→ Task prompt
Output each entry verbatim.

→ Data shown
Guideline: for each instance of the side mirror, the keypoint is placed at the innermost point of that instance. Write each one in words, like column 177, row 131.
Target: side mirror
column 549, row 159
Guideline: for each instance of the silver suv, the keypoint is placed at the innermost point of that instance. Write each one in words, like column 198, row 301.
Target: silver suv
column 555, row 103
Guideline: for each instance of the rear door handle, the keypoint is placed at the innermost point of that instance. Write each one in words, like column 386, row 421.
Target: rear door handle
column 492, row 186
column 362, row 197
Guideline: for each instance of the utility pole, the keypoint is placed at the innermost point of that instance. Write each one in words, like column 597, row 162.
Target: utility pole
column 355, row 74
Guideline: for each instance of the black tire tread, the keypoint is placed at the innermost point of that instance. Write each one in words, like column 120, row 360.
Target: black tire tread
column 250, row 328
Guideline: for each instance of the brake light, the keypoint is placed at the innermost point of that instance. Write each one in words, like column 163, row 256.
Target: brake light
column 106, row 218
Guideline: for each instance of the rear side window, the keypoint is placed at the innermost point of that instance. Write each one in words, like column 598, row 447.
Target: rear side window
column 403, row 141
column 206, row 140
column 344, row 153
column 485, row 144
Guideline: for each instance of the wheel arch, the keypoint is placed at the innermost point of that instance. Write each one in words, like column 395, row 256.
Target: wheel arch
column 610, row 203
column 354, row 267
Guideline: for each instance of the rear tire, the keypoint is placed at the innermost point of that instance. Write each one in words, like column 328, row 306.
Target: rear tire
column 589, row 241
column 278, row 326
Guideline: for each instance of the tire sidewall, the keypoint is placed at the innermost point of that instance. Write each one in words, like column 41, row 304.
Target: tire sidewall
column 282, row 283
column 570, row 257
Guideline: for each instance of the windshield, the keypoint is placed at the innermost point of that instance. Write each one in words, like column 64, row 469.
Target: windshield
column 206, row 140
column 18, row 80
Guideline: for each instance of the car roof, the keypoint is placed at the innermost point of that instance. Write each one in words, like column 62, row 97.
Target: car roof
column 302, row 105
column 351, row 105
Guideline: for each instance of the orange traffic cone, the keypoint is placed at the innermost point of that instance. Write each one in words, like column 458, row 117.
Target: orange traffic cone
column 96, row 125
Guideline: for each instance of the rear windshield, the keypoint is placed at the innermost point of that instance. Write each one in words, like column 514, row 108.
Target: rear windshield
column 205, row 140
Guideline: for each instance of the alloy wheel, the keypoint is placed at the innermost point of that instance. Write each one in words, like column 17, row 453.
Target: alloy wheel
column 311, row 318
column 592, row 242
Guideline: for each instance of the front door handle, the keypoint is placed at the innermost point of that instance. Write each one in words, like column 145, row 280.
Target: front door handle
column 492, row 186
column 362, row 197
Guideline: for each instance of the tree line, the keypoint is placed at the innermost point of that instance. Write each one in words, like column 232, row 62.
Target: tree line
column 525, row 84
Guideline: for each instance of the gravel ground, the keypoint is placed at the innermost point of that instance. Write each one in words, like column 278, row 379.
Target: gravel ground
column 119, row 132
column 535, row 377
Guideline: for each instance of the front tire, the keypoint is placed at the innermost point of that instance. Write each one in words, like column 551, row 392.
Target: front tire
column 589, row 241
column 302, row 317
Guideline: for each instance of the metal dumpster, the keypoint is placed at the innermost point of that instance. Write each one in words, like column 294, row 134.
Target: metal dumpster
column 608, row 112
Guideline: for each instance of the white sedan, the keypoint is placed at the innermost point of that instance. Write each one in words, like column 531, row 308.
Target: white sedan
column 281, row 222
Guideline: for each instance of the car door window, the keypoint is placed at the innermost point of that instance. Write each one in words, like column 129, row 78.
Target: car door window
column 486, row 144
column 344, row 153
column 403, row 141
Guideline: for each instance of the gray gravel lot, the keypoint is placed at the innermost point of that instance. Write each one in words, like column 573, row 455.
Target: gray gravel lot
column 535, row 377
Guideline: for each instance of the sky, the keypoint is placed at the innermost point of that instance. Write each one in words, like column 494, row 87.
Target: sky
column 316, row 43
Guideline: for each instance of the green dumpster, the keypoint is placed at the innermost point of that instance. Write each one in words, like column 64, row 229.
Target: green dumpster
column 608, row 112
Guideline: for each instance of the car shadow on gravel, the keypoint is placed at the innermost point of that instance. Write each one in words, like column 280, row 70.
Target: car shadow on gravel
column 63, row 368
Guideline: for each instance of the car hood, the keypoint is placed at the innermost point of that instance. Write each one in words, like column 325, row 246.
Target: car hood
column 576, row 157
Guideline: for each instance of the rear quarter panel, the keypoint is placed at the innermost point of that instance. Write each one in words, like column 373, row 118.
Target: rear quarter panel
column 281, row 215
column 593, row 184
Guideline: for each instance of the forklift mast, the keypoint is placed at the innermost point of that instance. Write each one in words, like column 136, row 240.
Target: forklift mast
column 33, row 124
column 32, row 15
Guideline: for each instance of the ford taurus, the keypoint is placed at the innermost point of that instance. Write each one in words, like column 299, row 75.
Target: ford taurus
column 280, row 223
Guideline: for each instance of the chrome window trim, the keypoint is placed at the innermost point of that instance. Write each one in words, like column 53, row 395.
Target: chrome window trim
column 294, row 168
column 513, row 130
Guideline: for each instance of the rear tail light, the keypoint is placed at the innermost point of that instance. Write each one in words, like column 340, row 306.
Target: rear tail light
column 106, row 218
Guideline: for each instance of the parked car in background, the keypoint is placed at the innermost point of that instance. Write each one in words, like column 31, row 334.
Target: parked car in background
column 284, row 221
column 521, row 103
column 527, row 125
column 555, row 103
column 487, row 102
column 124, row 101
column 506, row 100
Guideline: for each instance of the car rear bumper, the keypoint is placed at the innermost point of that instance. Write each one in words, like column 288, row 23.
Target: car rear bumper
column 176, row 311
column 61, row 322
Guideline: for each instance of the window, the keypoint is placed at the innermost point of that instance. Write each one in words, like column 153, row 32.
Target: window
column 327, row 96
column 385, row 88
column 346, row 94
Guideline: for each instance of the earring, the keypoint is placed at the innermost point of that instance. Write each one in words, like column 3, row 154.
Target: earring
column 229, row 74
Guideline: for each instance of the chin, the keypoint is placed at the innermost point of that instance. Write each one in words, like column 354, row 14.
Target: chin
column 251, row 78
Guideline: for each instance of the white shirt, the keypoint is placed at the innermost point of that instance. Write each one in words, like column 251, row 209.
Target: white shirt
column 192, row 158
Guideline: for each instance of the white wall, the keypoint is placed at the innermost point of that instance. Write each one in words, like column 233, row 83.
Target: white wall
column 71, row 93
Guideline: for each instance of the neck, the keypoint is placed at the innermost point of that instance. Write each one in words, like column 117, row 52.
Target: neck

→ Written answer
Guideline: for each instance of the side mirror, the keypoint is placed at the innermost point of that instance. Write each one in words, like column 177, row 131.
Target: side mirror
column 549, row 159
Guideline: for each instance of the silver suv, the keypoint is placed at the innermost point of that instance. Write each one in words, like column 198, row 301.
Target: silver suv
column 555, row 103
Guideline: for each instance of the rear door handle, the keypoint is placed at the innermost point of that instance. Write each one in words, like column 386, row 421.
Target: rear door handle
column 492, row 186
column 362, row 197
Guideline: for each instance of the utility pole, the keypoint is placed at the innermost point of that instance. Write each one in words, like column 597, row 162.
Target: utility pole
column 355, row 74
Guideline: for each instance of the black tire tread, the keypoint is placed at the innermost point of that instance. Write each one in words, like column 120, row 360.
Target: black tire tread
column 250, row 328
Guideline: for each instance of the brake light, the keypoint is placed at the innermost point of that instance. Write each one in words, like column 163, row 256.
Target: brake light
column 106, row 218
Guideline: for each instance of the rear side window, the keypoint is placed at the innermost point of that instance. Write each one in words, like column 598, row 447.
Target: rear side window
column 403, row 141
column 206, row 140
column 344, row 153
column 485, row 144
Guideline: for each instance of the wheel arch, the keypoint is placed at the innermost point of that instance. Write each one in words, like column 395, row 256.
Target: wheel arch
column 610, row 203
column 354, row 267
Guideline: for each instance of the rear tire, the keypoint is placed at the innermost point of that instance. Write each one in words, like column 328, row 306.
Target: rear tire
column 589, row 241
column 278, row 326
Guideline: for each instance of the tire sidewall, the keypoint is placed at the innermost point of that instance. Write each one in words, like column 41, row 304.
Target: tire sidewall
column 282, row 283
column 570, row 257
Guideline: for each instance of the windshield, the keypoint is placed at the innermost point of that instance. Write each one in words, like column 64, row 469.
Target: windshield
column 206, row 140
column 18, row 80
Guideline: for each instance of the car roof, the keypoint is placed at the innermost point of that instance. Write each one in words, like column 62, row 97.
Target: car roof
column 302, row 105
column 351, row 105
Guideline: for each instance of the orange traffic cone, the keypoint is placed at the innermost point of that instance. Write each one in words, like column 458, row 117.
Target: orange traffic cone
column 96, row 125
Guideline: for each instance of the rear windshield, the keypoint is placed at the innermost point of that instance. Write each one in words, like column 514, row 108.
Target: rear windshield
column 205, row 140
Guideline: for each instance of the alloy wheel, the keypoint is placed at the innermost point of that instance. Write each one in words, like column 17, row 453.
Target: alloy wheel
column 311, row 318
column 592, row 242
Guideline: for each instance of the front door handle, the keypoint is placed at the innermost point of that instance. Write each one in words, like column 145, row 280.
Target: front door handle
column 492, row 186
column 362, row 197
Guideline: for each instance of the tree line, the keypoint is placed at the innermost point of that instance. Write each one in words, like column 232, row 62.
Target: tree line
column 525, row 84
Guideline: for each instance of the gravel ground, the keypoint is placed at the innermost point of that instance. Write each one in words, like column 278, row 379.
Target: gravel ground
column 119, row 132
column 535, row 377
Guideline: for each instance of the front tire, the keypoint is placed at the innermost point of that instance. Write each one in words, like column 551, row 392.
Target: front tire
column 589, row 241
column 302, row 317
Guideline: for each instance of the metal dumpster, the keypoint is placed at the innermost point of that instance. Write each one in words, like column 294, row 134.
Target: metal dumpster
column 608, row 112
Guideline: for each instance of the white sedan, the keypoint is placed at the innermost point of that instance. Write each one in words, like column 531, row 308.
Target: white sedan
column 281, row 222
Guideline: for each instance of the car door window, the keypoint is placed at the innermost point of that instance. Write each one in words, like column 129, row 78.
Target: car door window
column 486, row 144
column 344, row 153
column 403, row 141
Guideline: for each instance of the gray gravel lot, the keypoint is placed at the innermost point of that instance. Write each one in words, like column 573, row 455.
Target: gray gravel lot
column 535, row 377
Guideline: for each instance of the sky, the keypoint is placed at the innermost point of that instance. Write each one in words, like column 494, row 87.
Target: sky
column 316, row 43
Guideline: for each instance of the green dumpster, the keypoint is placed at the innermost point of that instance. Write each one in words, like column 64, row 229.
Target: green dumpster
column 608, row 112
Guideline: for each instance of the car shadow on gravel, the keypoint is placed at the innermost point of that instance. Write each one in words, like column 280, row 70.
Target: car shadow on gravel
column 63, row 368
Guideline: for each instance of the car hood, the keypoint is placed at the innermost point of that instance. Write each one in words, like column 325, row 246.
Target: car hood
column 576, row 157
Guideline: for each instance of the rear quarter panel, the keypoint is placed at the innermost point of that instance. Write each one in words, like column 373, row 118.
Target: rear quarter panel
column 281, row 215
column 593, row 184
Guideline: for each instance of the forklift mast, the keypoint is placed at the innermost point of that instance. Write each one in words, like column 136, row 240.
Target: forklift mast
column 33, row 124
column 32, row 15
Guideline: for each instance of the ford taurus, the keypoint is placed at the innermost point of that instance. Write each one in words, like column 299, row 75.
Target: ford taurus
column 280, row 223
Guideline: for each instance of the chrome window trim, the keypoint is placed at the innermost point of that instance. Write each one in words, like column 53, row 395.
Target: chrome window trim
column 294, row 168
column 513, row 130
Guideline: for each instance of the rear tail light, the keypoint is placed at the innermost point of that instance. Write each one in words, like column 340, row 306.
Target: rear tail light
column 106, row 218
Guideline: for each instance of the parked car in background, the keypoint is placed at the innermost point of that instance. Write each one in words, like column 31, row 334.
Target: parked car in background
column 284, row 221
column 521, row 103
column 527, row 125
column 555, row 103
column 487, row 102
column 124, row 101
column 506, row 100
Guideline: for each instance of the car rear bumper, the keypoint is placed at the innermost point of that instance. Write each one in words, like column 288, row 23.
Target: car rear bumper
column 176, row 311
column 61, row 322
Guideline: for each instance of the window, the keypoint is placed at the innermost point of that instance. Write each one in words, like column 153, row 32.
Target: window
column 327, row 96
column 385, row 88
column 346, row 94
Guideline: for each instance of the earring, the keypoint is placed at the innermost point of that instance. Write each one in words, like column 3, row 154.
Target: earring
column 229, row 74
Guideline: for each instance of the chin, the keypoint is placed at the innermost point of that instance. Write each one in words, like column 354, row 14.
Target: chin
column 251, row 78
Guideline: for each instance of the white shirt, the keypoint is placed at the innermost point of that instance. Write each one in words, like column 251, row 209.
Target: white shirt
column 192, row 158
Guideline: for each instance of the white wall, the keypoint is placed at the innermost point of that instance. Write each one in words, like column 233, row 83.
Target: white wall
column 71, row 93
Guideline: for each instance of the neck, the keypoint is placed at the innermost point of that instance. Write each one in words, like column 117, row 52.
Target: neck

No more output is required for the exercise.